Article:
Author(s): Joost Kranenborg; Jebbe Van Der Werf; Geert Campmans; Robert Mccall; Niels Jacobsen; Ad Reniers; Suzanne Hulscher
Linked Author(s): Joost Kranenborg, Jebbe van der Werf, Robert McCall
Keywords: Sediment transport; Numerical model; Swash-zone
Abstract: The dynamics in the swash zone play an important role in the overall morphodynamics of the coast. However, numerical models still have difficulties predicting sediment transport and morphodynamics in this dynamic and turbulent region. Most models that are applied to the swash zone use a depth-averaged approach, where model quantities such as flow velocities and sediment concentrations are integrated in the depth direction. This approach, being comparatively cheap, enables longer simulations. However, certain important processes that influence sediment transport are not well understood in a depth-averaged framework. For this reason, depth-resolving models are developed. These models are comparatively expensive and as such are not suitable for simulating longer time series. However, they can give insight into the depth dependency of parameters such as flow velocity, turbulence and sediment concentrations, and as such can be used to improve depth-averaged models. In this study, we investigate numerically how sediment in suspension is picked up, transported and deposited, on a beach consisting of fine sand (D50 = 0.2 mm). To do this, we use a depth-resolving model, based on the open-source OpenFOAM framework. This model implements the RANS equations, coupled with a turbulence model, and implements formulations for bedload and suspended load transport, and uses the mass balance equation for morphodynamics. The model is applied to experiments from the RESIST data campaign. Specifically, we use the bichromatic wave experiments with an effective wave height of H=0.6 m. We choose to use bichromatic waves, since this gives the possibility to analyse transport on a wave-averaged framework. At the conference, we will present the results produced by the model. Firstly, we will show how the model performs compared with the measured data. This will be done in terms of hydrodynamics as well as morphodynamics. Furthermore, we show the vertical suspended sediment concentration profiles behave at different locations and points in time in the swash, and how this can be related to hydrodynamical parameters such as flow velocities and turbulence. These findings can then be used to identify important processes to consider when implementing depth-averaged models for sediment transport.
DOI: https://doi.org/10.3850/IAHR-39WC2521711920221011
Year: 2022

[Entries from a point-annotation set]
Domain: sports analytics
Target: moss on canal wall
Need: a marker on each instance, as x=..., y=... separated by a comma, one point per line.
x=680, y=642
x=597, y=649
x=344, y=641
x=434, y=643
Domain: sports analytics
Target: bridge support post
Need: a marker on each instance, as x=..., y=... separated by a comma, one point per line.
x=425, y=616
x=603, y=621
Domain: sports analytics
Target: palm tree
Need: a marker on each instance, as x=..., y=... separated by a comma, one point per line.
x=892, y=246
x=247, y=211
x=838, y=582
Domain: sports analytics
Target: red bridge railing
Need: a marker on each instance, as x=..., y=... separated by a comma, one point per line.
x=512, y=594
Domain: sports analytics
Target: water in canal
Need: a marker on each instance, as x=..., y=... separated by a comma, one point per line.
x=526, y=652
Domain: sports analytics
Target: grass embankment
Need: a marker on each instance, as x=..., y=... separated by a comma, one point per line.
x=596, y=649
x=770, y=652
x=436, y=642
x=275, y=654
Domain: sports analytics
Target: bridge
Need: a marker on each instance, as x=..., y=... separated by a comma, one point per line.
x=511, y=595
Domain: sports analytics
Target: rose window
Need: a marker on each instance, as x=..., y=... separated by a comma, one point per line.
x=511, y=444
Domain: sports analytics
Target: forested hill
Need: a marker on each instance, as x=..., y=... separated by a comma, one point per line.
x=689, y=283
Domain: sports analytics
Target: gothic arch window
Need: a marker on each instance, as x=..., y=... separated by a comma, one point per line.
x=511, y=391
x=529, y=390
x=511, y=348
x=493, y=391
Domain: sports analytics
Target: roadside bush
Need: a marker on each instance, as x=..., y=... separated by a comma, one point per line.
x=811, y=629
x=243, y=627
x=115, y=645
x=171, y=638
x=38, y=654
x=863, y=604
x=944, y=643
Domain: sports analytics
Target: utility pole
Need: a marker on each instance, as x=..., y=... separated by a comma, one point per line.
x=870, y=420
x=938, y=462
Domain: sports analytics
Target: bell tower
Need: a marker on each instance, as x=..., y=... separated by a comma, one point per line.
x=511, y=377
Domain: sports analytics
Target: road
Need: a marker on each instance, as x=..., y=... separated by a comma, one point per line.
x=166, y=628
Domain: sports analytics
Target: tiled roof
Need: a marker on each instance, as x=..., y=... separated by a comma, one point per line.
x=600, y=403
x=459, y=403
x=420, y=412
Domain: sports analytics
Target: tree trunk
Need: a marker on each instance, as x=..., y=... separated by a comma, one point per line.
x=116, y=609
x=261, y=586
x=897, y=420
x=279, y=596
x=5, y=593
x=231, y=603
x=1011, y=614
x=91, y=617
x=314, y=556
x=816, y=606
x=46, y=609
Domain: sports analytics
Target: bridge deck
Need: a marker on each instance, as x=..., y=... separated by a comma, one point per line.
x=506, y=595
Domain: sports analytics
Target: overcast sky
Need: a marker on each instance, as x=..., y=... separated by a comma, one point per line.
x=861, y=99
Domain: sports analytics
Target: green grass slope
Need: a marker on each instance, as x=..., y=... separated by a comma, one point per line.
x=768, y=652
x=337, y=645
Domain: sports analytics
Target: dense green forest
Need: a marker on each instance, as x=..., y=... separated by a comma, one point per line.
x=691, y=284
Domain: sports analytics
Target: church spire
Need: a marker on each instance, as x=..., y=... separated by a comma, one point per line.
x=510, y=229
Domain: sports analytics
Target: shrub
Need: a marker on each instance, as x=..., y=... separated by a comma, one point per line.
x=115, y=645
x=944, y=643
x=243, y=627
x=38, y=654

Task objective: In the abstract, what effective wave height do the bichromatic wave experiments have? Rely only on the abstract above, not on the rows.

Exercise result: H=0.6 m